Provided text>
— Begin —

|

|
|
Corpus Documentation
This short guide identifies documentation and meta-data that are typically
provided with corpora. This document has been used internally at LDC to
help staff prepare complete and consistent catalog entries and corpus
documentation. A corpus journal serves as an invaluable tool for monitoring
and reviewing the development of corpora. A journal that is kept current
acts as a reference both to the corpus creators and to those who may wish
to develop similar corpora.
Meta-Data
- Title - unique name
- LDC Catalog Number - unique identifier of form LDCyyyy[STL]nn
where:
- yyyy is the year of release
- S=speech, T=text, L=lexicon and
- nn iterates with each release
- ISBN - unique ISBN number for each corpus
- Data Type - { speech | text | lexicon }
- Data Sources - broadcast, conversation, microphone, mobile-radio,
newswire, parallel, pronunciation, telephone, varied
- Projects - zero or more of the currently 11 projects that have
sponsored data distributed through LDC
- Recommended Applications - one or more of the 18 applications
for which LDC corpora are recommended: discourse analysis, information
retrieval, language identification, language modeling, machine translation,
message understanding, natural language processing, parsing, pronunciation
modeling, prosody, speaker identification, speaker verification, speech
recognition, speech synthesis, spoken dialogue systems, tagging, text
retrieval, topic detection & tracking
- Languages - one of the currently 36 languages represented in
LDC corpora: Albanian, Bulgarian, Canadian French, Chinese, Czech, Danish,
Dutch, Egyptian Arabic, English, Estonian, Farsi, French, Gaelic, German,
Greek, Hindi, Italian, Japanese, Korean, Latin, Lithuanian, Malay, Mandarin,
Mandarin Chinese, Norwegian, Portuguese, Russian, Serbian, Spanish,
Swedish, Taiwanese Putonghua, Tamil, Tibetan, Turkish, Uzbek, Vietnamese
- Distribution - either number of CDs on which data is distributed
or FTP
- Membership year(s) - Membership Years in which corpus was released.
Data is free to those who join LDC for these years.
- Nonmember price - USD price for non-members if corpus available
to non-members
- Non-member license - the license non-members must sign to acquire
this data
- Member license - the license members must sign to acquire this
data, normally not applicable.
- ReadMe File - pointer to release notes where available
- Corpus Documentation - pointer to corpus documentation where
available
- Online Retrieval - pointer to web-accessible copy of the data
where available
Overall nature of the corpus
- What is the primary motivation for producing the corpus? What type(s)
of research does it support?
- Was the corpus created by a specific person or organization? Who are
the authors/sponsors?
- Has the data been formatted or annotated for any specific project
or research program?
Licensing Details
- What are the terms under which one accesses the data?
- Is the corpus an update, extension or revision of an earlier corpus?

— End —

(Extracted records)
— Begin —

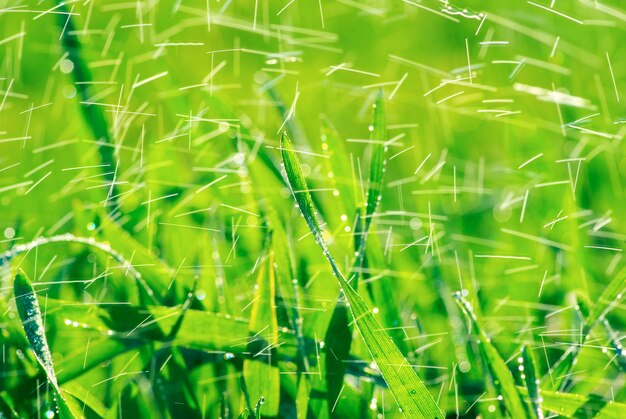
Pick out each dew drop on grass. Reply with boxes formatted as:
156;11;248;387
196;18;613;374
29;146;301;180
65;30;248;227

— End —

Exercises to complete>
1) Name every meta-data field in the corpus documentation guide whose description is a pointer to something.
2) Using the corpus documentation guide, decide whether each statement agrees with it: (a) The LDC Catalog Number includes the year the corpus was released. (b) Members are normally required to sign a license to acquire the data. (c) Corpus data is distributed only on CDs.
3) Extend the corpus documentation guide past its last line with further entries in the same format.

Results in order>
1) ReadMe File, Corpus Documentation, Online Retrieval

2)
(a) Yes: "yyyy is the year of release"
(b) No: "the license members must sign to acquire this data, normally not applicable."
(c) No: "either number of CDs on which data is distributed or FTP"

3)
If so, do users of the earlier version also have rights to the new version?
- Is the corpus part of a sequence? If so, does it complement or replace
the earlier version?
- Is the corpus part of a set? If so, can it be acquired individually
or only along with other components?
Source Data
- What are the sources of the raw data?
- For broadcast news, provide
- language/variety
- geographic location
- provider names
- original format/encoding
- collection dates
- how collected
- For live recordings, provide
- language/variety
- geographic location
- demographic information about subjects (age, gender, region)
- types of recording devises used
- collection protocol
- For lexicons, provide
- sources of individual entries (broadcast transcripts, conversation
transcripts, newswire, etc)
- number of entries
- definition of fields in each entry
- orthographic form
- romanization where appropriate
- pronunciation
- part of speech or morphological analysis
- gloss
- frequency information
- For speech data, provide audio format, sampling rate and quantization.
- For text data, provide character encoding and markup specification.
Annotation
- What was the goal of the annotation?
- Who performed the annotation (native speakers? what skill level/training
required)
- What were the annotators instructed to do?
- What software was available to support the annotation? Can one acquire
this software?
- What was the level of inter-annotator agreement?
Distribution
- What is the size of the corpus in bytes, characters, words or pieces
of media (CD) as appropriate?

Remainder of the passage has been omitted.